- **Supplied data**
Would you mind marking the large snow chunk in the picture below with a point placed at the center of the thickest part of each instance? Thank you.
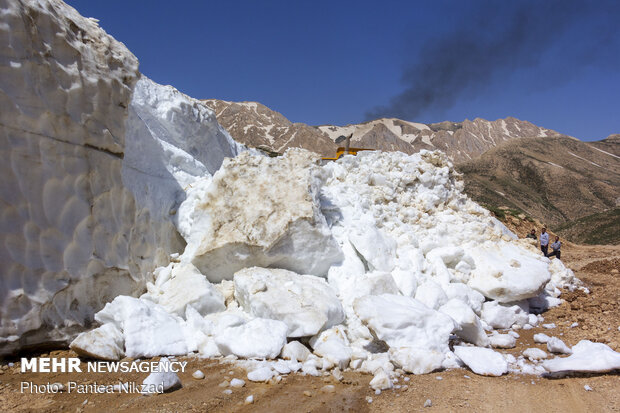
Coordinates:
(507, 272)
(587, 357)
(306, 303)
(431, 294)
(187, 287)
(483, 361)
(405, 322)
(264, 212)
(258, 338)
(147, 328)
(103, 343)
(471, 328)
(503, 316)
(333, 345)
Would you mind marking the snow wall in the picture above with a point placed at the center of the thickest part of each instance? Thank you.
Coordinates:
(116, 188)
(95, 159)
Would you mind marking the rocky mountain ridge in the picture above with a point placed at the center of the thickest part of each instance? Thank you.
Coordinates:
(256, 125)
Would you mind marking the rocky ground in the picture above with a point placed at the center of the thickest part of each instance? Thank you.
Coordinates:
(597, 315)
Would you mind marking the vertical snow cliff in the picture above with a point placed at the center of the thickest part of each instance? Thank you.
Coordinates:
(94, 161)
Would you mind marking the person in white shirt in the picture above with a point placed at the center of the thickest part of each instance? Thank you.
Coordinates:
(544, 241)
(556, 248)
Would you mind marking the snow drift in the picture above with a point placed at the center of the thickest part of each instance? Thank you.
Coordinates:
(116, 186)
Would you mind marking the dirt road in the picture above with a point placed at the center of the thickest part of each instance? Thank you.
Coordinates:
(597, 315)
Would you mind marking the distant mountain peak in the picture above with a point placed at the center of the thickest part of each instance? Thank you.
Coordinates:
(256, 125)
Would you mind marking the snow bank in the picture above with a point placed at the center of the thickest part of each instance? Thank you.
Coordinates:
(587, 357)
(95, 163)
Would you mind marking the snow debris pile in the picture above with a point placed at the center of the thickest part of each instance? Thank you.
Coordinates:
(376, 262)
(115, 186)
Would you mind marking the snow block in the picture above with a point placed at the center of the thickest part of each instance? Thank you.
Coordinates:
(306, 303)
(263, 212)
(258, 338)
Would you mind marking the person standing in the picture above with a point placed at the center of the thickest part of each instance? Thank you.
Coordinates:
(544, 241)
(556, 248)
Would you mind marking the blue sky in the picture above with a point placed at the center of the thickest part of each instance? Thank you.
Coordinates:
(336, 62)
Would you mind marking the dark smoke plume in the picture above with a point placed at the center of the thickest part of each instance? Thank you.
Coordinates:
(495, 44)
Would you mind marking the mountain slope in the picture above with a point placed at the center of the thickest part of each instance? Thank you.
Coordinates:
(555, 179)
(256, 125)
(505, 163)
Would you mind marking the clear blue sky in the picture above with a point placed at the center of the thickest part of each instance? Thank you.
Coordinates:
(335, 62)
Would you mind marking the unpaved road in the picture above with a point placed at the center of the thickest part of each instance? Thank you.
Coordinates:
(597, 314)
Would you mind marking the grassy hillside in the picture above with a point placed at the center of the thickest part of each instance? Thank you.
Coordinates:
(601, 228)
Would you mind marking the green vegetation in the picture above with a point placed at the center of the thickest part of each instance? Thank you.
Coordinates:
(595, 229)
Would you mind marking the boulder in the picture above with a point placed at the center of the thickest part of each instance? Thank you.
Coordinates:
(258, 338)
(263, 212)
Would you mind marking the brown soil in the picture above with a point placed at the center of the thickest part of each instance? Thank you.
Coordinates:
(596, 313)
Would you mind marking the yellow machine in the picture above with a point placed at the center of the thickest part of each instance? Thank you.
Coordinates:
(341, 151)
(346, 150)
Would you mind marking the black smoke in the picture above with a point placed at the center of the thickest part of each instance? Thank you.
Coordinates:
(491, 44)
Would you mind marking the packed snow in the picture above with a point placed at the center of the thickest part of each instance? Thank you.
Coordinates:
(146, 217)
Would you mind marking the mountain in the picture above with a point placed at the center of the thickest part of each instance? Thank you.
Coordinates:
(507, 163)
(258, 126)
(555, 179)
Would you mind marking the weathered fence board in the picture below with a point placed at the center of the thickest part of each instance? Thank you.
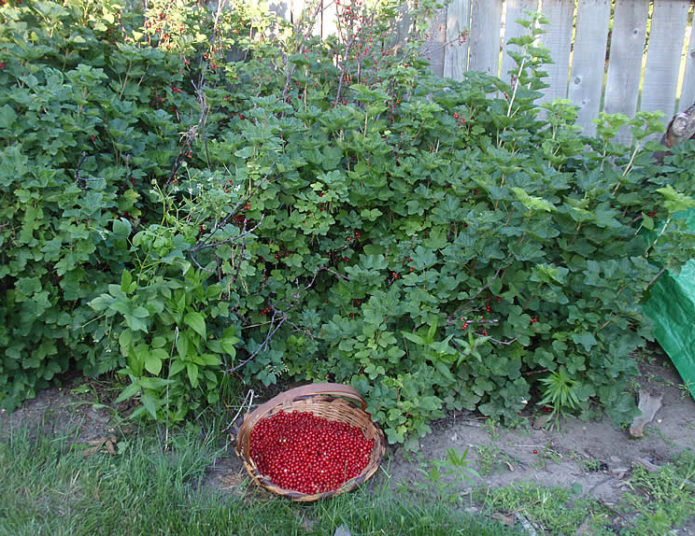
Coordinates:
(625, 65)
(596, 74)
(458, 23)
(664, 56)
(688, 94)
(485, 36)
(588, 60)
(435, 48)
(558, 39)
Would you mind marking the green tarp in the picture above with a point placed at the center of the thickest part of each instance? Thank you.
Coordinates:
(671, 307)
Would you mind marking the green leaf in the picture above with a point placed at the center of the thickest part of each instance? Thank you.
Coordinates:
(195, 321)
(533, 203)
(192, 370)
(130, 391)
(182, 345)
(229, 345)
(126, 280)
(149, 404)
(153, 361)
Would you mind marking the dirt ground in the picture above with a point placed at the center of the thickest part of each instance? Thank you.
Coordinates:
(593, 455)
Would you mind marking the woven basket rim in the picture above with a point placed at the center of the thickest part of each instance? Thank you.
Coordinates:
(287, 404)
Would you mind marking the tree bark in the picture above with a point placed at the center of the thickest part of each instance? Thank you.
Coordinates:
(680, 129)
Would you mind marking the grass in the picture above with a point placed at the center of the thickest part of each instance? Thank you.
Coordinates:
(655, 503)
(48, 487)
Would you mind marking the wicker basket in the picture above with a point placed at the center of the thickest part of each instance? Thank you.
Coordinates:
(325, 400)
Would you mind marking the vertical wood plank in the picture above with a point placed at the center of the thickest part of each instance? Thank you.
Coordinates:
(515, 10)
(558, 39)
(280, 8)
(625, 61)
(486, 17)
(458, 24)
(664, 50)
(586, 81)
(688, 93)
(296, 8)
(329, 14)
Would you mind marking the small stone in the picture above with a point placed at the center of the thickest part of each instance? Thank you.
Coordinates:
(619, 472)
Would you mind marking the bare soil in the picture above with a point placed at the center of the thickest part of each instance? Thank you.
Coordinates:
(595, 455)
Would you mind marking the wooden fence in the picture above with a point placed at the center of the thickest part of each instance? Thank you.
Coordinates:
(617, 56)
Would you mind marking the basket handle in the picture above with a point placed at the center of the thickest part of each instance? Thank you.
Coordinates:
(304, 391)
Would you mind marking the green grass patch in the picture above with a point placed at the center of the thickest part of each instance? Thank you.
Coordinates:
(48, 487)
(655, 503)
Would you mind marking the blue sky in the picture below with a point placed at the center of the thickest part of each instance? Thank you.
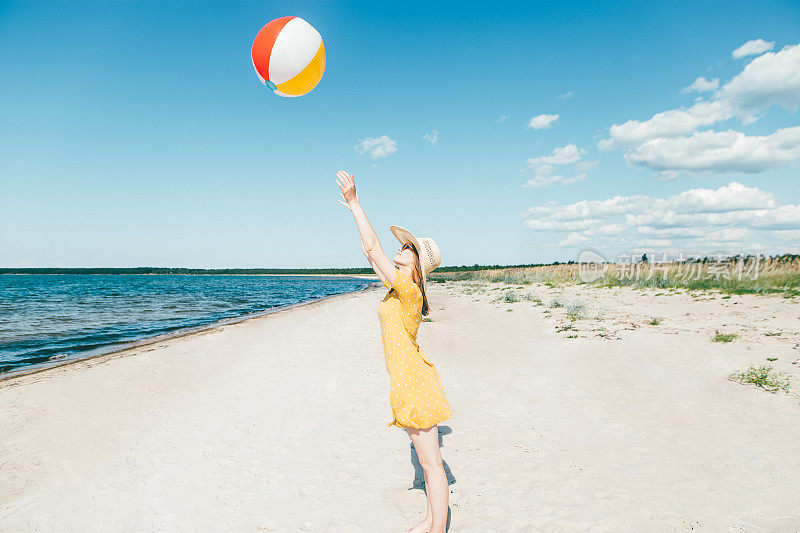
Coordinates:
(138, 134)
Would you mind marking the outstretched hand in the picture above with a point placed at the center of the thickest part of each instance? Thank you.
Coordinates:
(347, 187)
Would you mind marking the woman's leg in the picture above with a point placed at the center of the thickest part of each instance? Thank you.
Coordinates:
(426, 443)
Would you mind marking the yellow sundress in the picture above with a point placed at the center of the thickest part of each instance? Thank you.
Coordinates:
(416, 395)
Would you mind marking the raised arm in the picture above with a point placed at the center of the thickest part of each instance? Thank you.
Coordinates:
(381, 264)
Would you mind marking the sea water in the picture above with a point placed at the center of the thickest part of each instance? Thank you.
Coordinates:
(46, 319)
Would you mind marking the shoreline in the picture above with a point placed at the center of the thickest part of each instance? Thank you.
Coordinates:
(574, 409)
(118, 349)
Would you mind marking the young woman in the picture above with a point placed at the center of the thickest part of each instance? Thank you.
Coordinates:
(416, 395)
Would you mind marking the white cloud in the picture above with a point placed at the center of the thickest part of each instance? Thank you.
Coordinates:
(751, 48)
(673, 142)
(573, 239)
(432, 137)
(733, 216)
(770, 79)
(377, 147)
(717, 152)
(560, 156)
(667, 124)
(542, 122)
(702, 85)
(543, 167)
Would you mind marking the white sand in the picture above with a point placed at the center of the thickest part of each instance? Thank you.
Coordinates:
(279, 423)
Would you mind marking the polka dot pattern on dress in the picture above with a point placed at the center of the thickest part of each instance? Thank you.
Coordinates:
(416, 395)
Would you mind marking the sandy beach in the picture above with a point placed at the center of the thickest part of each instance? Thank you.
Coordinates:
(609, 422)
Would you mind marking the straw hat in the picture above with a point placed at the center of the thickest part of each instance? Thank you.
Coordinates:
(429, 256)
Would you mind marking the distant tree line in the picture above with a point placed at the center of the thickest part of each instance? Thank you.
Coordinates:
(308, 271)
(243, 271)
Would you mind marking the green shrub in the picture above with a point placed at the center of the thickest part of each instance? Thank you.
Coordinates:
(763, 376)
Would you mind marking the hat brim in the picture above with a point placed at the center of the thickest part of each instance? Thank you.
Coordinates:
(405, 236)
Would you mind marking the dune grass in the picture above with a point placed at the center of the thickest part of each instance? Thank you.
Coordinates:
(723, 337)
(741, 275)
(762, 376)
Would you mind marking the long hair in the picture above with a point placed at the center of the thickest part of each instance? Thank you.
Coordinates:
(418, 280)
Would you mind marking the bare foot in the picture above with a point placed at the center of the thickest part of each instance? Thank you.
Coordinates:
(422, 527)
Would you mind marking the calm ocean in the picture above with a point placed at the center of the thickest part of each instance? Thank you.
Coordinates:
(46, 319)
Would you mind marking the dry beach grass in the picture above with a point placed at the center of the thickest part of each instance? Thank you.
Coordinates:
(576, 408)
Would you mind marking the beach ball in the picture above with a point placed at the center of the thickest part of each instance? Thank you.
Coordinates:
(289, 56)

- **Requirement**
Extract every line from the one containing "Would you mind marking the long" through the last line of the data, inclusive, exactly as written.

- **Output for this exercise**
Would you mind marking the long hair in the picture above with a point placed at the center of the thickest part of each instance? Thank you.
Coordinates:
(418, 280)
Would you mind marking the bare foot in the picture above with a point placed at the center of the thickest part of each instance? Thank you.
Coordinates:
(422, 527)
Would you mind marking the calm ocean in the picture above with a point placed at the center of the thickest part of each instance? Thank you.
Coordinates:
(46, 319)
Would you mind marking the dry beach grass in the picture above with a point placed at the center of the thickest part of each instance? Thank you.
Coordinates:
(576, 408)
Would you mind marking the beach ball in the picture above with a point placed at the center of the thickest part of each instance? Thank you.
Coordinates:
(289, 56)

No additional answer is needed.